====== Task data ======

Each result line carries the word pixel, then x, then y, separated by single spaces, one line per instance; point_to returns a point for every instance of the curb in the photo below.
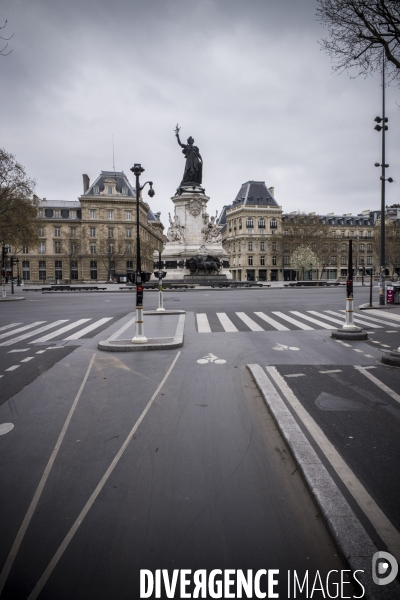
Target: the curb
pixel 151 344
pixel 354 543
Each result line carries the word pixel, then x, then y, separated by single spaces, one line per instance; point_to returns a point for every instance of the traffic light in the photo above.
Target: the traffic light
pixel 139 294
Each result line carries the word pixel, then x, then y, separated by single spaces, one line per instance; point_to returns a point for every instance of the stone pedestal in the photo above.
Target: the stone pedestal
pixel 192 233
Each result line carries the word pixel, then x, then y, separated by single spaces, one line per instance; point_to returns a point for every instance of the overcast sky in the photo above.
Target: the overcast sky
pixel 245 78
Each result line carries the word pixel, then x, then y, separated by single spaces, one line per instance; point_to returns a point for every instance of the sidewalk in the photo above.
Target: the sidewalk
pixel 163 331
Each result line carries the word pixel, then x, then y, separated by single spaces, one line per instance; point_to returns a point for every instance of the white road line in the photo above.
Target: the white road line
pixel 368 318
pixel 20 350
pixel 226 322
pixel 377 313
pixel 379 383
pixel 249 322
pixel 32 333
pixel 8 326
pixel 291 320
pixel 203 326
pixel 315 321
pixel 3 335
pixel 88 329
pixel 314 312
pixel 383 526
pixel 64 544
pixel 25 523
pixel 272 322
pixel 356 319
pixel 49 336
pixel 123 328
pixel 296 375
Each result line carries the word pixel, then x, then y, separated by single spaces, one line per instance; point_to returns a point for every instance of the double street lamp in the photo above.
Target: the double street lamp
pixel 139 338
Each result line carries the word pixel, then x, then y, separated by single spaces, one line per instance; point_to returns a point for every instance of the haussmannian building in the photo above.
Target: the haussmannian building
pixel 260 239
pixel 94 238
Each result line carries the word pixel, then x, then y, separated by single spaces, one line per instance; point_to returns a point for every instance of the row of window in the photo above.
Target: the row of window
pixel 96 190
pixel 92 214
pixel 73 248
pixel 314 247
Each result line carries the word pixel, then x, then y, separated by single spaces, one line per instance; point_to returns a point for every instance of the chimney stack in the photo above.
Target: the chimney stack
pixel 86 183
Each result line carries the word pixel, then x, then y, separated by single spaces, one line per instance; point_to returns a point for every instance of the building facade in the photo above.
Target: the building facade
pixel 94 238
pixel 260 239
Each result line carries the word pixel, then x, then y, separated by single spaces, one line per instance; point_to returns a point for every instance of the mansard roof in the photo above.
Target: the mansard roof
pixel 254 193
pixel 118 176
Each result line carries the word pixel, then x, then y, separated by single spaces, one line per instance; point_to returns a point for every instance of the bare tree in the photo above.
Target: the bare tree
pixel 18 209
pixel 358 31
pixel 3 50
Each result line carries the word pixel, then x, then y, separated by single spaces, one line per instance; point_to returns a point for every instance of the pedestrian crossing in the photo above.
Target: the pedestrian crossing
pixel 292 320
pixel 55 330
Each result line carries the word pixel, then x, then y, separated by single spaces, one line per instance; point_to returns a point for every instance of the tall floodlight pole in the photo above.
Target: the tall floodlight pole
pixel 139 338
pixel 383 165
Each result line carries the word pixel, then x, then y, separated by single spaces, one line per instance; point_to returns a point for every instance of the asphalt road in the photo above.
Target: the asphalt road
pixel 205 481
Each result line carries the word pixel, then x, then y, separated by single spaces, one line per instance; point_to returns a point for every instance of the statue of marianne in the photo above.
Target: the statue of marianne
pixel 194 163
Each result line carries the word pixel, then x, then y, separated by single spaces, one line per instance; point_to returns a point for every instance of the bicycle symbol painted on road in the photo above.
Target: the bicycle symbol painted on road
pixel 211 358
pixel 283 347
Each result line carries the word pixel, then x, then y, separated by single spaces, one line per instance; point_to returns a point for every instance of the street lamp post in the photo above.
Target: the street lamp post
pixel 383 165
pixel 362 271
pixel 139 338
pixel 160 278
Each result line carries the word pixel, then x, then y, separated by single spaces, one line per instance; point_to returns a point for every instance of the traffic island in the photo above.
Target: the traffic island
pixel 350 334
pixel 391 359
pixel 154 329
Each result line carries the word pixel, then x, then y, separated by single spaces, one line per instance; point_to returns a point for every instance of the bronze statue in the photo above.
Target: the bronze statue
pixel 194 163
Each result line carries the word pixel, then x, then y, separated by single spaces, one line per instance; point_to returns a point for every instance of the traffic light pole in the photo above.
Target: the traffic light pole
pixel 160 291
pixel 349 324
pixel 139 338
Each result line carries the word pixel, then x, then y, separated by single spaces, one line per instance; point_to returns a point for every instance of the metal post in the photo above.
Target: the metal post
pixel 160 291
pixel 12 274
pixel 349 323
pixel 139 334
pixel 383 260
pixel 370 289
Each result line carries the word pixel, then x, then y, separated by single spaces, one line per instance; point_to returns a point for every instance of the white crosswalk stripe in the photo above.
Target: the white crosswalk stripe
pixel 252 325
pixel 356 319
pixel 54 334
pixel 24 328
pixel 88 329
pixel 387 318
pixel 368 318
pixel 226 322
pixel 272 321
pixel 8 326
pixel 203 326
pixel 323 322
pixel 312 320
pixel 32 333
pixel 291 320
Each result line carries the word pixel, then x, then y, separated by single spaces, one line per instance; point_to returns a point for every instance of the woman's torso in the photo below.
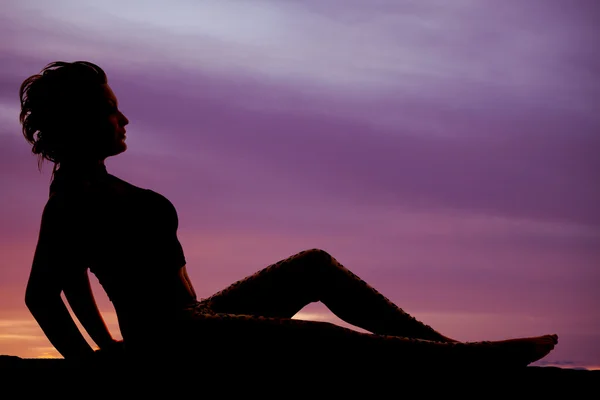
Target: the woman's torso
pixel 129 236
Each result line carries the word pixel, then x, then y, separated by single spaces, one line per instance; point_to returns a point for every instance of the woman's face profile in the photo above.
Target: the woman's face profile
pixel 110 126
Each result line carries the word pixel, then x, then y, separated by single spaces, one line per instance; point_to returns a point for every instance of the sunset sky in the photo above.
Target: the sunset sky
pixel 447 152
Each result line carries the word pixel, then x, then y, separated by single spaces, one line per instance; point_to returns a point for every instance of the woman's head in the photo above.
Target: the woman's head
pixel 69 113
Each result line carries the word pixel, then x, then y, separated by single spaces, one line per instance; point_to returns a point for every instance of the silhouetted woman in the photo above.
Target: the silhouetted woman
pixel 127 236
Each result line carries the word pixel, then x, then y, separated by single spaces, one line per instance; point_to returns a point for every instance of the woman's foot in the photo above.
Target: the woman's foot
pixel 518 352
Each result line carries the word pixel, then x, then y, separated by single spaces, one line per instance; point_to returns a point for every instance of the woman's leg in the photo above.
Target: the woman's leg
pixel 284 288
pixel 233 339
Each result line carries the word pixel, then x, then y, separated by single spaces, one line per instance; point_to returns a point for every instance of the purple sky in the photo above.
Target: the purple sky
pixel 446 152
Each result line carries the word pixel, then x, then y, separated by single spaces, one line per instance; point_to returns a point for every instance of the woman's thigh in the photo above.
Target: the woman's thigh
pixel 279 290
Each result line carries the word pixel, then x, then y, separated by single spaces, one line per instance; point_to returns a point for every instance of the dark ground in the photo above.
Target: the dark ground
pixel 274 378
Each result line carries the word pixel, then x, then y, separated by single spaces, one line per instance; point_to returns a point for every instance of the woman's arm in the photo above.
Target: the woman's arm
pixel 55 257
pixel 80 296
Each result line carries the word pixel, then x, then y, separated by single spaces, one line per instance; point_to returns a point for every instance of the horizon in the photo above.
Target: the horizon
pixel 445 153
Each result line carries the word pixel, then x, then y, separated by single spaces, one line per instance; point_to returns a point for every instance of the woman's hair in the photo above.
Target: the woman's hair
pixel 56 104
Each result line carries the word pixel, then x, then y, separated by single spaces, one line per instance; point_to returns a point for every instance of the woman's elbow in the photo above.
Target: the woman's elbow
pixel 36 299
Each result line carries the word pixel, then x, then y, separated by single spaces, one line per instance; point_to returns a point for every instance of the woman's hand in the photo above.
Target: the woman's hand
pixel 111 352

======
====== Task data ======

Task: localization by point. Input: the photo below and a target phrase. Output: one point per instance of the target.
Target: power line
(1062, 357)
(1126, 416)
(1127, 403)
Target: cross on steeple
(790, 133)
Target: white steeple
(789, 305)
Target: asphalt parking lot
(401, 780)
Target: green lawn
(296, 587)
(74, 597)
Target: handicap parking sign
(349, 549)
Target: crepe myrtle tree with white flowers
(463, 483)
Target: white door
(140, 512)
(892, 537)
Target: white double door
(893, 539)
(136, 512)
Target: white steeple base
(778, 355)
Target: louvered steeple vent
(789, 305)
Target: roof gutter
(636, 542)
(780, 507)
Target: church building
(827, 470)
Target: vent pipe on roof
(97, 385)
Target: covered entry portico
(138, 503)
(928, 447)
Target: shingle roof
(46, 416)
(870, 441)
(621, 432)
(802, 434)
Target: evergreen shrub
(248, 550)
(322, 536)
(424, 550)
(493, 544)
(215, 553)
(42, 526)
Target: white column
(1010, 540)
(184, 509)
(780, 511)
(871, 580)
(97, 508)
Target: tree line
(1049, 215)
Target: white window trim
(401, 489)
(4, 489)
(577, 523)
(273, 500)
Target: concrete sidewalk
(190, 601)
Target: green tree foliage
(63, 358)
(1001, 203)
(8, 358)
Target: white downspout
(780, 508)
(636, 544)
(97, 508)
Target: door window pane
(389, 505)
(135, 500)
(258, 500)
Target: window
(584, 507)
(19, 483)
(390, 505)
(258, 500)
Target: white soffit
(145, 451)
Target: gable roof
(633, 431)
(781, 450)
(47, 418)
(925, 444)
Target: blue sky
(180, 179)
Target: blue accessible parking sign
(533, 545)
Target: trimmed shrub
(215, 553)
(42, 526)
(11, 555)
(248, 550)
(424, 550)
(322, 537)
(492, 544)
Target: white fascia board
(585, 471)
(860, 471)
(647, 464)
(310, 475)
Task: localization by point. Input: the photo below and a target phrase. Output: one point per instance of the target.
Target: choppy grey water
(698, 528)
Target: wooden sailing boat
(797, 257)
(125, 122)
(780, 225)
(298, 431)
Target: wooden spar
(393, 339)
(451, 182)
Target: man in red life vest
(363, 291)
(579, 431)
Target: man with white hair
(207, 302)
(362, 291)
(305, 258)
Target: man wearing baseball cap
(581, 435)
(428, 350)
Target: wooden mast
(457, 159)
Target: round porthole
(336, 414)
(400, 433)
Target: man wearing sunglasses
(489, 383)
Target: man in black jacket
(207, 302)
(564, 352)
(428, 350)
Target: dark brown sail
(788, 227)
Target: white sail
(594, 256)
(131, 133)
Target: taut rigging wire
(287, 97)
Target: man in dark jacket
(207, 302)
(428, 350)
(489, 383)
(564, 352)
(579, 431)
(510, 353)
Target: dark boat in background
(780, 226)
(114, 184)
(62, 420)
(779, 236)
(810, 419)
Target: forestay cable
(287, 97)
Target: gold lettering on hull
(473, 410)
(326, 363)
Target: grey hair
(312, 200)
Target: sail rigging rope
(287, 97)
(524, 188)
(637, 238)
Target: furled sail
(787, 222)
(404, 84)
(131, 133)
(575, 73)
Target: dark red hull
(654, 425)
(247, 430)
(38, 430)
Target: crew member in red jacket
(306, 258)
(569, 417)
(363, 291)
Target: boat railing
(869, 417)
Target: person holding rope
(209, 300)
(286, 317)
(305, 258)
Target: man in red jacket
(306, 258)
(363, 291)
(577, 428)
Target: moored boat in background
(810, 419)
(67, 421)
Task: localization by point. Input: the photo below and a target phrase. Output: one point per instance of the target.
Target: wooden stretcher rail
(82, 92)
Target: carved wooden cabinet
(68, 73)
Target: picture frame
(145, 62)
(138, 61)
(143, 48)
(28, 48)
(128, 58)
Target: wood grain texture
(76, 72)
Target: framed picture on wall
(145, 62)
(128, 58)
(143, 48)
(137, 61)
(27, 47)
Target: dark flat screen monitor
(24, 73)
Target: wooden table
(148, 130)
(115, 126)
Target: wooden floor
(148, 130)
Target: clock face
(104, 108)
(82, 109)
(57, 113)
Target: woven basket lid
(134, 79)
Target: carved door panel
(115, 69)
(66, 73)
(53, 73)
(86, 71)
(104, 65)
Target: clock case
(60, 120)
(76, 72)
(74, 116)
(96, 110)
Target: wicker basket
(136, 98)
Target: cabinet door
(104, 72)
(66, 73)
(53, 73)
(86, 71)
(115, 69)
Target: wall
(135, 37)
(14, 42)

======

-- About this exercise --
What are the lines, exactly as written above, from the line with "Target: the woman's thigh" to the line with "hand in the photo above.", both included? Output only those.

-- Task response --
Target: the woman's thigh
pixel 279 290
Each result line carries the word pixel, then x, then y, separated by single spaces, one line per instance; point_to returns a point for every instance of the dark ground in the photo above.
Target: the dark ground
pixel 274 378
Each result line carries the word pixel, then x, then y, separated by single spaces, one line per instance; point_to returns a point for every instance of the woman's arm in the photo above.
Target: the woman's arm
pixel 55 257
pixel 80 296
Each result line carries the word pixel, then x, then y, separated by single spaces, one line per instance; point_to returns a point for every instance of the horizon in the photo above.
Target: the horizon
pixel 445 153
Each result line carries the word pixel, then x, then y, separated by single spaces, one line per instance; point_to returns a point for every instance of the woman's hair in the photo above.
Target: the woman's hair
pixel 56 104
Each result line carries the word pixel, then x, then y, separated by single spaces, one line per instance; point_to returns a point for every instance of the woman's elbow in the photo above.
Target: the woman's elbow
pixel 36 299
Each result line carries the word pixel, then x, then y, separated by single spaces, one line per instance; point_to returns a point for every instance of the woman's hand in the photo above.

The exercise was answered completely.